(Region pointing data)

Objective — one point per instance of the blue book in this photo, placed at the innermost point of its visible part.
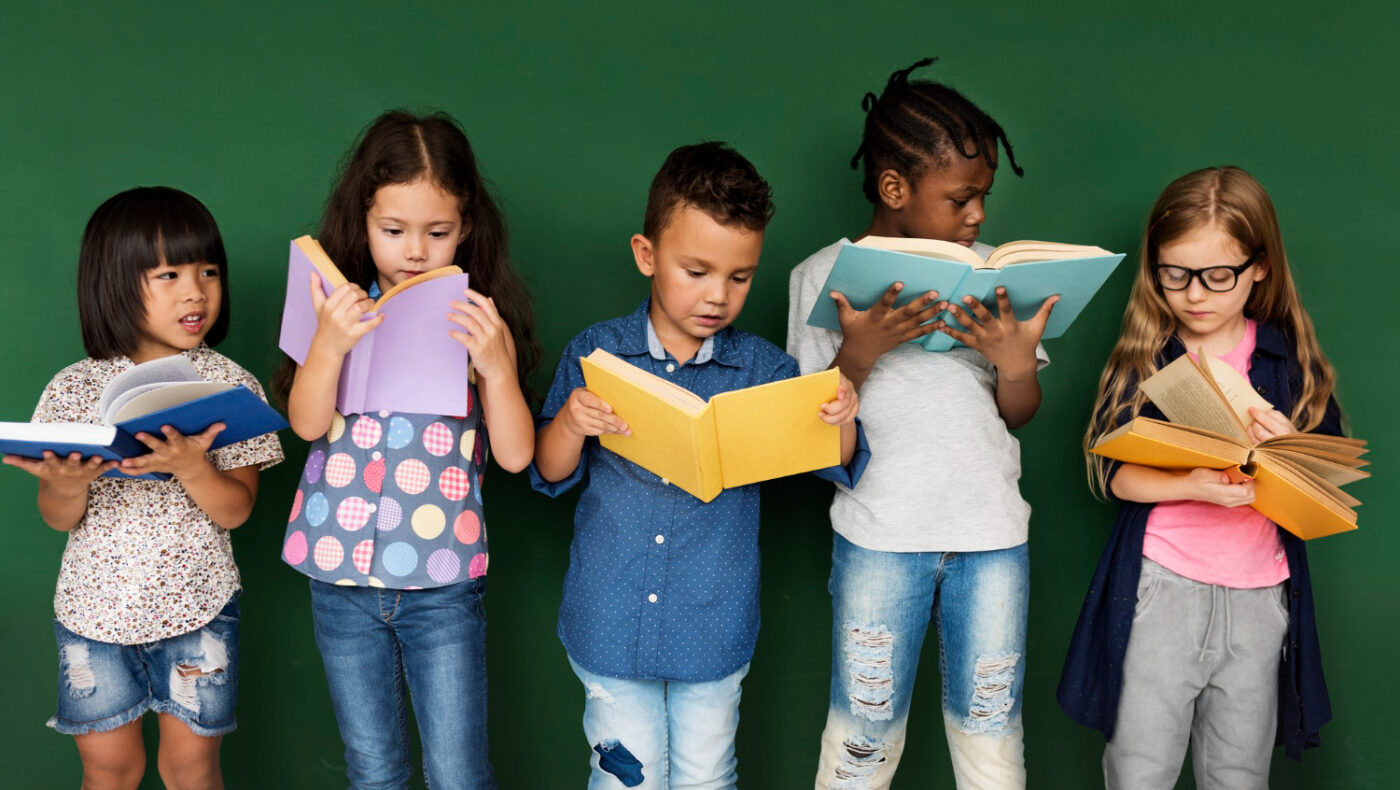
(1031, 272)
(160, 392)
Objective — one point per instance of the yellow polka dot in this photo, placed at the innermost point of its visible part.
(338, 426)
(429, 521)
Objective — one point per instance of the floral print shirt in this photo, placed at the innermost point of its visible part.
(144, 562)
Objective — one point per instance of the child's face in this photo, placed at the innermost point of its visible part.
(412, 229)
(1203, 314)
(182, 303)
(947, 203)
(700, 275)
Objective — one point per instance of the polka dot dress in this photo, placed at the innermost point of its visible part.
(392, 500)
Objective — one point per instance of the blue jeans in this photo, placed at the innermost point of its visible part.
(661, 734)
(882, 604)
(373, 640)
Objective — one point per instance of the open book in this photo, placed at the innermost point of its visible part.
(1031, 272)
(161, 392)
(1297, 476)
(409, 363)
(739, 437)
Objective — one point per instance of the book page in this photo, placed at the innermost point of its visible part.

How to complete this task:
Return every line above word for word, minus images.

Result for this exercise:
Objective — one point per instance of the blue book in this photo, placed at the innermost point of its visible part.
(1031, 272)
(160, 392)
Objective — one point per instance of the yellow polka dot in this photo, placed at the innermost point of its visible part.
(338, 426)
(429, 521)
Objective — one point per instance of the floral print shirt in this photo, placed at the innermost point of its visible part.
(144, 562)
Objective — one point per instance of the child's face in this photo, placed at the innermost point of its visible part.
(412, 229)
(1203, 314)
(182, 303)
(947, 203)
(700, 275)
Objective — one point per instance of the polka dot dress in this photo, placed at the innermost point of its visible part.
(392, 500)
Objective — one point per instance of the blue jeans in this photo, placed at the innermost point of its visible part.
(661, 734)
(882, 604)
(373, 640)
Objective — one point per instance of the open book in this photo, placed at the innermost point of its visible part.
(1031, 272)
(161, 392)
(1297, 476)
(409, 363)
(739, 437)
Objective — one point per instance of the book page in this photo, placed at the innermost point of its visible part.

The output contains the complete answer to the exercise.